SUPPLIED ENTRIES -
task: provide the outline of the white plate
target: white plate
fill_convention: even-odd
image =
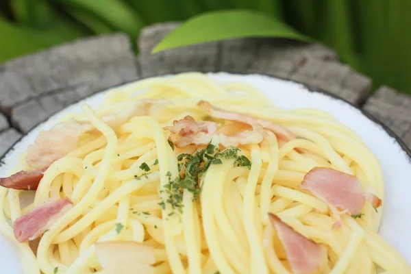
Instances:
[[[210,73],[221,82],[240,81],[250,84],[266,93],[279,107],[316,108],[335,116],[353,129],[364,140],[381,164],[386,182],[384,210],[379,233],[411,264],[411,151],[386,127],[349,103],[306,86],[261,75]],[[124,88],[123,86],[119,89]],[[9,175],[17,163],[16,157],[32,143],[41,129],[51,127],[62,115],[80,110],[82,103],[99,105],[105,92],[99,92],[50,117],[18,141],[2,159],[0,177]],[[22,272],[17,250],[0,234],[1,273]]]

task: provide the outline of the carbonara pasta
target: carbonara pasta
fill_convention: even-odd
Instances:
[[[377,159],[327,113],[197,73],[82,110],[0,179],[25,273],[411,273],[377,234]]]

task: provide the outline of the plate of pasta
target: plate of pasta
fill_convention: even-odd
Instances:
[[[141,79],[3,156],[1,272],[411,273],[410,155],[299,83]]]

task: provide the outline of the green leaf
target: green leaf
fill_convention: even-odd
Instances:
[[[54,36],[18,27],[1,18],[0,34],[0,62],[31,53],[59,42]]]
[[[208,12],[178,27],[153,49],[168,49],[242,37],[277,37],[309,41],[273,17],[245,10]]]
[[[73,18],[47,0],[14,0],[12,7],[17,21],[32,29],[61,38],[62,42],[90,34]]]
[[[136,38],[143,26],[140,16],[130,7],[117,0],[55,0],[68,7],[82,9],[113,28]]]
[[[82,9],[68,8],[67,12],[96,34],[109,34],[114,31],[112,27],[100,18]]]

* * *

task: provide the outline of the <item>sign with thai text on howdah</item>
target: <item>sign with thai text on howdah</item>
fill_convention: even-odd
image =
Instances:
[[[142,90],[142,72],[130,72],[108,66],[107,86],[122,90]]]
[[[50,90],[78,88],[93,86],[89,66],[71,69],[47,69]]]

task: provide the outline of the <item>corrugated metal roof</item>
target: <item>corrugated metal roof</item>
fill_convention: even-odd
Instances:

DO THIS -
Extract each line from the rows above that contains the string "thai".

ANSWER TO THIS TASK -
task: provide the outline of the <item>sign with thai text on howdah</item>
target: <item>sign with thai text on howdah</item>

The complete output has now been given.